Study text -
Five of the 10 chapters address questions and the answers provided are far from clearcut. For example, the authors start by asking: “Is there a medical privacy crisis?” They write that it is difficult to assess whether or not privacy is really under more threat today than ever before, but that many people perceive this to be the case. As evidence they cite the results of surveys undertaken mostly in the USA and Australia. However, it then transpires that, in these surveys, data protection did not promote strong spontaneous feelings—it emerged as a concern when people were prompted.
With paper health records handled millions of times a day (the authors quote data from the USA showing that in a single hospital admission the case records are handled by 150 people), it is interesting to read that there are relatively high numbers of medical negligence claims yet very few cases dealing with breaches of medical privacy. Numbers are not provided and the reference is to a contribution to a debate by Community Health Councils to the British Medical Informatics Society 4 years ago.
It is interesting to speculate whether confidentiality was raised as an issue when the surgeon, Ernest Codman, devised a medical records system for the Massachusetts General Hospital 100 years ago. For the first time there were moderately accurate and transparent records of the outcome of surgical interventions. I suspect that it was the doctors rather than the patients who were alarmed at this accumulation of information. Be that as it may, Dr Codman lost his job as a result of his efforts to gather and store information.
Other chapters that pose questions relate to consent, technology, how medical information should be treated, and the disclosure of records for legal proceedings. The issues raised are explored comprehensively and the arguments tightly addressed. This reader was grateful for the summaries at the end of each chapter. The potential benefits of an effective electronic record system are enormous—ask any hospital doctor struggling through a clinic with incomplete case records (and sometimes without any case record at all) or a GP coping with a patient recently discharged from hospital without accompanying information. One can understand the well meaning statement that “the benefits are only considered to outweigh the risks if appropriate privacy safeguards are in place”. But the authors do not attempt to define “appropriate”. Clearly, there are risks that people inside the system might misuse information that they are able to access quickly and easily, but one has to ask to whom would that information be of value—potentially insurance companies, the police, private investigators and possibly employers—but would they really use an internal mole? On the other hand, the information technologists will wish to make their systems as secure as possible against external interference because it is almost certain that hackers would be more likely to damage the system than to gain much valuable information.
The authors also explore the less controversial issues of personal access to records, public interest, research interests, anonymous information, and the Freedom of Information Act. They provide useful flowcharts that take the reader through the process of obtaining information from computerised health records while satisfying the requirements of the Data Protection Act and, from the other side of the fence, coping with requests for information balancing the requirements of Freedom of Information against Data Protection.
The final chapter suggests a way forward and explores three key principles: transparency, anonymous information, and consent. The authors are cautiously optimistic about the way in which the NHS is setting out its plans to develop and use patient information safely and effectively. Their closely argued contentions are likely to be of considerable help in taking these issues further. Meanwhile, we can only hope that the billion pound NHS data project will not suffer the fate of some other large information technology projects such as those inflicted on the Passport Office and Inland Revenue.

Provided material -
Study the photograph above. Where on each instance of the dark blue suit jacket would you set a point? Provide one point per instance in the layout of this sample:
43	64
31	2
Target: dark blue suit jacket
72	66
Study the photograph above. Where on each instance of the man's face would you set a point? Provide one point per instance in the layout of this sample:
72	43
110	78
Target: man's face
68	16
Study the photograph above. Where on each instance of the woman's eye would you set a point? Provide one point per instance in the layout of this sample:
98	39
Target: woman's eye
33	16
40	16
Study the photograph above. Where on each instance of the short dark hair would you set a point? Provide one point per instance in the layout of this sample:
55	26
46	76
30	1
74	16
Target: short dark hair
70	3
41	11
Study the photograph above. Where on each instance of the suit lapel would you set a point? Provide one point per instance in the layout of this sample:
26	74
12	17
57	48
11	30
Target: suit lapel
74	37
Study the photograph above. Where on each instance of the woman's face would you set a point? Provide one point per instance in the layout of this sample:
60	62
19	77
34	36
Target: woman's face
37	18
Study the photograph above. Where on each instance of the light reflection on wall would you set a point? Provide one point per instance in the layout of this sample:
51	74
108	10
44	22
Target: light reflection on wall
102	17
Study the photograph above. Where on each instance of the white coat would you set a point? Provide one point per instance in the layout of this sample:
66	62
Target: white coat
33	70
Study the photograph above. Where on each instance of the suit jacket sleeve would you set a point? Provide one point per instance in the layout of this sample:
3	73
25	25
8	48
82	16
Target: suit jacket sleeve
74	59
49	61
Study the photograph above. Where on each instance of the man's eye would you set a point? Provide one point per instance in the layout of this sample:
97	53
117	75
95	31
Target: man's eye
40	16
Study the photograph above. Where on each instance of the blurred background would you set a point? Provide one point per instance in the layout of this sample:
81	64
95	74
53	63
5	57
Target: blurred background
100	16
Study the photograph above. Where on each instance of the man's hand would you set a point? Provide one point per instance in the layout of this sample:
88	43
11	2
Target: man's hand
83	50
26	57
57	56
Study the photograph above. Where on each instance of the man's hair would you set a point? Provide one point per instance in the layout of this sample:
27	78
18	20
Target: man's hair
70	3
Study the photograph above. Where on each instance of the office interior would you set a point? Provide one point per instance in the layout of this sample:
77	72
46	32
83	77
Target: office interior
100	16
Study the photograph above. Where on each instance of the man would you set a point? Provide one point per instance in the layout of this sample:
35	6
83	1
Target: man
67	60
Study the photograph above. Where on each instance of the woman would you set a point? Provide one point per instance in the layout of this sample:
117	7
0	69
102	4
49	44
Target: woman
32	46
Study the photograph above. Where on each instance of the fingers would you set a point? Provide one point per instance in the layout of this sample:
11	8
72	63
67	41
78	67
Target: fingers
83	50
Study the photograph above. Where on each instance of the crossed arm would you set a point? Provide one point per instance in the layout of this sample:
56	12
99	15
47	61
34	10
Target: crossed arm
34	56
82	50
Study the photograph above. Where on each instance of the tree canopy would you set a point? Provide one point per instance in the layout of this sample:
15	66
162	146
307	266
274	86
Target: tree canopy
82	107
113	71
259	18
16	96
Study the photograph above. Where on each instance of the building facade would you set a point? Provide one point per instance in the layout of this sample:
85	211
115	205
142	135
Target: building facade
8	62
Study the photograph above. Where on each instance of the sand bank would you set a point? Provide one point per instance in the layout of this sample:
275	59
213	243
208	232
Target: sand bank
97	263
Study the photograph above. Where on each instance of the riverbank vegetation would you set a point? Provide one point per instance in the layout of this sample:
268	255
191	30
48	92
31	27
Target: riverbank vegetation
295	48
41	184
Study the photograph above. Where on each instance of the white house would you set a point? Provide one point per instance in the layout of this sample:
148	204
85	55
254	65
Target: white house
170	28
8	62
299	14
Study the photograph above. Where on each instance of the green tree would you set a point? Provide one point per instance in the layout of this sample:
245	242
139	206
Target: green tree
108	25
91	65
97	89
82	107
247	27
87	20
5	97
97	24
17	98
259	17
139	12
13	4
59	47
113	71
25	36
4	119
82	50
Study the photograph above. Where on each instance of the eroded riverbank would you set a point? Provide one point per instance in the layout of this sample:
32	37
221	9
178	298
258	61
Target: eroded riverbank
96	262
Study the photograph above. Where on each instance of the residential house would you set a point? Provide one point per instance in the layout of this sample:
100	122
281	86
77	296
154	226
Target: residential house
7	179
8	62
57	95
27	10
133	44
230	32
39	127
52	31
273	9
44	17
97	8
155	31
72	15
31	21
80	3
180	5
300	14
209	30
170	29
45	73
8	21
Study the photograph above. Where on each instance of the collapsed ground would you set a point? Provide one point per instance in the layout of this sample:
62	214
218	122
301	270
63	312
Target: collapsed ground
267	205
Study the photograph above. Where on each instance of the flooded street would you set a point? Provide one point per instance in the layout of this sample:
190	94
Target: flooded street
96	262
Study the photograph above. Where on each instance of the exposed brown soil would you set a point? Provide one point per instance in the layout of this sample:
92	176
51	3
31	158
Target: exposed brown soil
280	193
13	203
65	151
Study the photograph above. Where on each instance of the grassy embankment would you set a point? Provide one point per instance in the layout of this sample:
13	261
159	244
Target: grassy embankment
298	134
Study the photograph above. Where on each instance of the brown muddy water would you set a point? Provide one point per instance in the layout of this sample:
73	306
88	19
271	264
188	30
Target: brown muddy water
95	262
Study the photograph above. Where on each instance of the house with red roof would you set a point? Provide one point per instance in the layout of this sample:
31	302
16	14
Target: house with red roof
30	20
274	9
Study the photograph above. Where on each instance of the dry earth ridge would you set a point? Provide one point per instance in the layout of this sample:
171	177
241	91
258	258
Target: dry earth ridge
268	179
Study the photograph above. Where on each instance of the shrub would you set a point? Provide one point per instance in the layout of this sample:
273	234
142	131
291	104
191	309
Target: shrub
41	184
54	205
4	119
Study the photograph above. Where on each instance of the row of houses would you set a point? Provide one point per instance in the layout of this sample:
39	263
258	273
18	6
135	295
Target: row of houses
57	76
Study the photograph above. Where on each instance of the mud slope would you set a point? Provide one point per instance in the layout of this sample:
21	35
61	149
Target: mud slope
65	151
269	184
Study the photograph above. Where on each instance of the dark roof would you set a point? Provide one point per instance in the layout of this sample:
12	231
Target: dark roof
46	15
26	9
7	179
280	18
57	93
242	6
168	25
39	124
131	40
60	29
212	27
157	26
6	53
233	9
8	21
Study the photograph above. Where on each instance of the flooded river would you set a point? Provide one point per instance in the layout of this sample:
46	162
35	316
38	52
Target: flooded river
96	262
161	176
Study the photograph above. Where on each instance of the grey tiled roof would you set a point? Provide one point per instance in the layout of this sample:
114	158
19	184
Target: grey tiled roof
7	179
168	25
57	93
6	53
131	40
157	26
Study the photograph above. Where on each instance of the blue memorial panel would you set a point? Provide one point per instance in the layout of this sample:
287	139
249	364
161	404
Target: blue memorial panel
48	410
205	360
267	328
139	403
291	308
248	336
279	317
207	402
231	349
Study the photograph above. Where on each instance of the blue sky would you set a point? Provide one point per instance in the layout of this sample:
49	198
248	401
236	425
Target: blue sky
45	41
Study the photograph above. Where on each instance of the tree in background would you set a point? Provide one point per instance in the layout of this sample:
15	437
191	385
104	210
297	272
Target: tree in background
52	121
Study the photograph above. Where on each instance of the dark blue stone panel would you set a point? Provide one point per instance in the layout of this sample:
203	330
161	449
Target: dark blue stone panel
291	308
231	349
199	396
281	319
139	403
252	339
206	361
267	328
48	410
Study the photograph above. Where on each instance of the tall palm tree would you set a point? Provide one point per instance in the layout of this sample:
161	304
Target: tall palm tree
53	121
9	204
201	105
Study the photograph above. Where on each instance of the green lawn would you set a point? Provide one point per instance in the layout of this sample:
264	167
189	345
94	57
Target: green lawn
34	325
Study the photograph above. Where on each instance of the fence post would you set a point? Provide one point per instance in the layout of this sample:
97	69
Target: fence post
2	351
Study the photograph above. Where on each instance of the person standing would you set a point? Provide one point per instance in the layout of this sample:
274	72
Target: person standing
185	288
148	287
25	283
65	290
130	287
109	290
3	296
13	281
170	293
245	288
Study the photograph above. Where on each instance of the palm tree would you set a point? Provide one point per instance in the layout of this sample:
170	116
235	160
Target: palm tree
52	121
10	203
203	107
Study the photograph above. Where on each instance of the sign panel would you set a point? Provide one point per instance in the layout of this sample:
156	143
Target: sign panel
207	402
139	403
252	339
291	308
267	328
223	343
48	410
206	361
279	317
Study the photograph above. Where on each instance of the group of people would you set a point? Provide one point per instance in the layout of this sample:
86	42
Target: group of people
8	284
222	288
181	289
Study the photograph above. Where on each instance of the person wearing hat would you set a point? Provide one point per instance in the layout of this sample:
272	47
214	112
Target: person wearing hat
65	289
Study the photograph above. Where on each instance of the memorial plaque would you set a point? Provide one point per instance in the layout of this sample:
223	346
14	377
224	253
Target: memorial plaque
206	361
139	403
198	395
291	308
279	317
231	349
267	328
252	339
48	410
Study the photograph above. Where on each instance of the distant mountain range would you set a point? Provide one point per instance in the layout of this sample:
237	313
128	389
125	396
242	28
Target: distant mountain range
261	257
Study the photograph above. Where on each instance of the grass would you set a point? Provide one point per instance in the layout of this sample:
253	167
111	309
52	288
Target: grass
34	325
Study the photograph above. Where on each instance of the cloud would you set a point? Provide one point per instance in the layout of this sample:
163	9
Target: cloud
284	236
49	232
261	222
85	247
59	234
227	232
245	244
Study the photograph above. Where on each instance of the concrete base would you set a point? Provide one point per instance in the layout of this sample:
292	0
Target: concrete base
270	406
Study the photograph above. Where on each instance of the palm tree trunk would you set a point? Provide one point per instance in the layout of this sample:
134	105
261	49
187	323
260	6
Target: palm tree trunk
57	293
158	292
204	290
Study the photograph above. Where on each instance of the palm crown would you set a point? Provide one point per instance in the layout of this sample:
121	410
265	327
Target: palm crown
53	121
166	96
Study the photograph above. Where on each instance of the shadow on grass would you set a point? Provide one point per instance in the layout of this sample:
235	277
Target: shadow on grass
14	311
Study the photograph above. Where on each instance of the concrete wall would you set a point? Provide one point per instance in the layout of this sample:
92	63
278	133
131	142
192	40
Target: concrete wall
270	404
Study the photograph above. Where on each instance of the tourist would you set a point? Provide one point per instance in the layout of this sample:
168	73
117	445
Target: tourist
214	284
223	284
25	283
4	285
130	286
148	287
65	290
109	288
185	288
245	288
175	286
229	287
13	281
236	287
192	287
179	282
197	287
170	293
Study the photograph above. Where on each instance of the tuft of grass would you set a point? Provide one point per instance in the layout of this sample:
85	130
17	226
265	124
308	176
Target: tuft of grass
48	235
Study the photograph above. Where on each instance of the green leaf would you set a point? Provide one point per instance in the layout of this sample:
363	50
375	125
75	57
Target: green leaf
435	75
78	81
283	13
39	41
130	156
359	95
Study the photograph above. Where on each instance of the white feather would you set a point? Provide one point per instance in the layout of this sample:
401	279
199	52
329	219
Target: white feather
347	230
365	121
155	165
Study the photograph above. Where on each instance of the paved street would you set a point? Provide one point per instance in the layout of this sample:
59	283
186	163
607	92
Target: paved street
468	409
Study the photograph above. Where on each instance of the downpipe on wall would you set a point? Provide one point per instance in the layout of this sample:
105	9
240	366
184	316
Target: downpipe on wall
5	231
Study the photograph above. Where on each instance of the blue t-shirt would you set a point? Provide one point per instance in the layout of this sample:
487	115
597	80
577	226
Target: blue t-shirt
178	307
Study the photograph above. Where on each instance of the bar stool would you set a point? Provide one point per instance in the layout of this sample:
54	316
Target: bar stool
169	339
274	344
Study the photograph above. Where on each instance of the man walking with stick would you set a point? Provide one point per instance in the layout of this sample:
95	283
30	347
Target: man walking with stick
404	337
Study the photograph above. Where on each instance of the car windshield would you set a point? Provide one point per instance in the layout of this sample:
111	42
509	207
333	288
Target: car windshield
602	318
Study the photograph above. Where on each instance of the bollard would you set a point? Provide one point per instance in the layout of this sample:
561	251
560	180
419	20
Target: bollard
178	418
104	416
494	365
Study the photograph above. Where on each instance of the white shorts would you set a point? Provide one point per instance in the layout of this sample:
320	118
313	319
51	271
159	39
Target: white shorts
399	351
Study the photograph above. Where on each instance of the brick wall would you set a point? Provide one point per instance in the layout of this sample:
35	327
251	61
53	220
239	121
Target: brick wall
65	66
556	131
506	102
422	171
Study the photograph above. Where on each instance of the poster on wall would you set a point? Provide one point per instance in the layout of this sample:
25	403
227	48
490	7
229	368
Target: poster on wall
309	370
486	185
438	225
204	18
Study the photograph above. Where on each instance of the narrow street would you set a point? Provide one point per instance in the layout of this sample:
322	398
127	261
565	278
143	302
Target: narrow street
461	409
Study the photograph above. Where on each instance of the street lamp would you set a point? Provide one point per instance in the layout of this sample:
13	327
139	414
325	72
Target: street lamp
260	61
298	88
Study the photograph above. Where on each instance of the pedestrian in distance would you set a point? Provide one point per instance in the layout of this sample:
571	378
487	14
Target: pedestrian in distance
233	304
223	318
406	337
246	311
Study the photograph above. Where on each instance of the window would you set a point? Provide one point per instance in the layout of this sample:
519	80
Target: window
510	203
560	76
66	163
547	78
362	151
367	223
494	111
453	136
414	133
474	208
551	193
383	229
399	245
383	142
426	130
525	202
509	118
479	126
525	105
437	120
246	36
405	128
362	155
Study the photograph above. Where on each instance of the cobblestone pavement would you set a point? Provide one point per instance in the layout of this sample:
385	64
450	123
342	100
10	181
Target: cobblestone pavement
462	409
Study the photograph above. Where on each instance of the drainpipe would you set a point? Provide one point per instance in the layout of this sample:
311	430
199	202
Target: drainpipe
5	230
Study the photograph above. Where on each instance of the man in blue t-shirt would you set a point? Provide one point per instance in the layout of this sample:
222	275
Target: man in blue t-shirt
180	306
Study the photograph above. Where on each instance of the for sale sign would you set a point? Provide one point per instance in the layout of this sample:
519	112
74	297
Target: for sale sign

Questions to answer -
**a)** Using the review, explain in one to three sentences why information technologists will want their systems secure against external interference.
**b)** According to the US data quoted in the review, how many people handle the case records in a single hospital admission?

Answers to the exercise -
**a)** Hackers would almost certainly be more likely to damage the system than to gain much valuable information from it.

**b)** 150 people.